**WRITTEN INSTRUCTION**
Output every line of the data exactly as it appears.

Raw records
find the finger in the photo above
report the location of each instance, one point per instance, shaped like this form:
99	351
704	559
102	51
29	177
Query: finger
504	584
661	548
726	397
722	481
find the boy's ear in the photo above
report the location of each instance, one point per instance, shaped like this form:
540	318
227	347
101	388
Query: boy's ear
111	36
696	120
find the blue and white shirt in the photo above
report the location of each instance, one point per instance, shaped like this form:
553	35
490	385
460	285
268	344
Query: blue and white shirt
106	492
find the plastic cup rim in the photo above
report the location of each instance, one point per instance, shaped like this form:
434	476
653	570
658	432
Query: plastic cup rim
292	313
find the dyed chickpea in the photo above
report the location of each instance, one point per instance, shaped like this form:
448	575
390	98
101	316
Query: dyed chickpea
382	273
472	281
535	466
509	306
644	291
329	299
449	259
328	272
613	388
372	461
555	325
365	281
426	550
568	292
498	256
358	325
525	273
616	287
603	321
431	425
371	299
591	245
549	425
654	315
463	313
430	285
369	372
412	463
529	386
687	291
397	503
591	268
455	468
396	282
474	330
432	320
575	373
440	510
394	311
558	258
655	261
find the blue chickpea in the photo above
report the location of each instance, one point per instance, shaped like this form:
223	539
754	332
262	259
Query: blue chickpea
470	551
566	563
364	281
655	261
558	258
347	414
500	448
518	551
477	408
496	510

**OUTPUT FOR THIS TASK**
find the finger in the photo above
report the location of each instance, one point per instance, shaped like this form:
99	351
704	559
102	51
29	177
Query: finger
504	584
661	548
726	397
722	481
find the boy's ear in the photo above
report the location of each instance, one point per instance, shaped like this form:
540	318
227	347
101	388
Query: boy's ear
111	36
696	120
find the blue and white shirt in the photo above
report the location of each instance, one point per instance, shaped like this form:
553	35
490	385
460	285
268	344
Query: blue and white shirt
106	492
find the plastic cup rim in the photo above
report the location of each instance, one point per instance, shaped like this form:
434	476
653	570
658	432
Query: plastic cup rim
292	313
find the dyed chickpea in the photo above
report the location of each instance, one point per instance, shaped like this form:
448	575
390	98
101	316
Query: dyed chickpea
382	273
472	281
535	466
509	306
644	291
329	299
449	259
328	272
613	388
372	461
555	325
365	281
426	550
568	292
498	256
358	325
525	273
616	287
603	321
431	425
371	299
591	245
549	425
654	315
463	313
430	285
369	372
412	463
529	386
687	291
397	503
591	268
455	468
396	282
474	330
432	320
575	373
440	510
394	311
558	258
655	261
find the blue chickpea in the photo above
report the location of each instance, one point per instance, shaped like this form:
223	539
754	332
262	259
Query: blue chickpea
470	551
566	563
364	281
655	261
558	258
347	414
500	448
518	551
477	408
496	510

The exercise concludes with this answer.